**WHAT NEEDS TO BE DONE**
Rescale the items below by copying every line in full and multiplying each bounding-box coordinate under "Response:" by 2.45, rounded to whole numbers with halves rounded up, while the sample coordinates in the description stay unchanged. Leave the pictures out of your answer.

**THE INPUT**

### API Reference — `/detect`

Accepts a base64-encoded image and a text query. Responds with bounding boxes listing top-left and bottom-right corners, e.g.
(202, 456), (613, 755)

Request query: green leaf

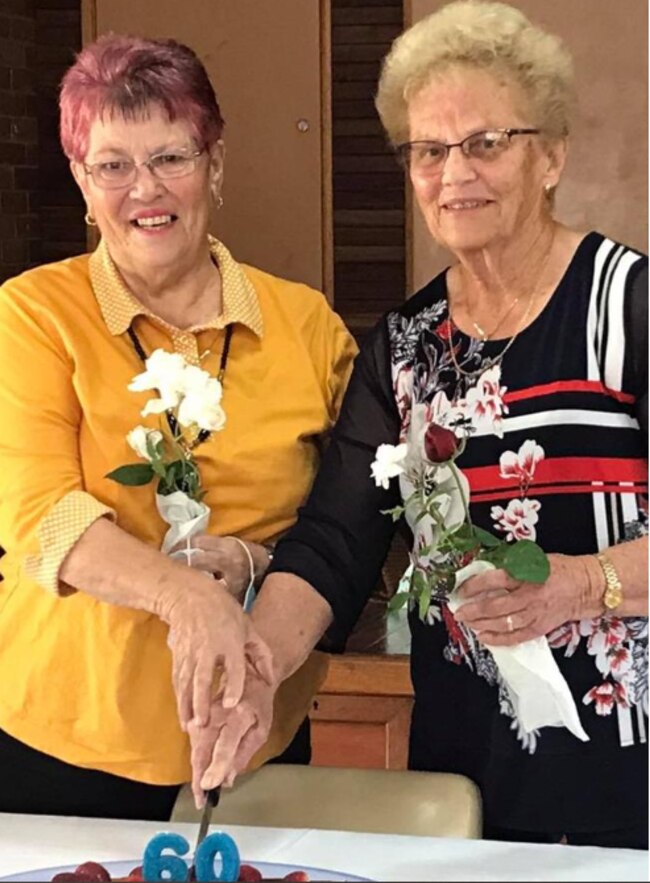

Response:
(418, 583), (431, 620)
(503, 540), (551, 583)
(478, 541), (509, 568)
(106, 463), (154, 487)
(388, 592), (411, 611)
(449, 522), (475, 540)
(472, 525), (503, 549)
(380, 506), (404, 522)
(411, 567), (427, 597)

**EXERCISE ANSWER**
### API Reference — `/detect`

Accepts a base64-encoded image and a text query. Responds with bounding boxes listing top-left and bottom-right corners, e.g.
(202, 456), (613, 755)

Request query: green leaf


Response:
(1024, 1428), (1056, 1519)
(1232, 1323), (1350, 1428)
(1171, 1325), (1247, 1392)
(260, 1134), (377, 1193)
(951, 1450), (1007, 1497)
(1100, 1279), (1164, 1323)
(1156, 1286), (1232, 1345)
(931, 1240), (990, 1279)
(1007, 1389), (1046, 1463)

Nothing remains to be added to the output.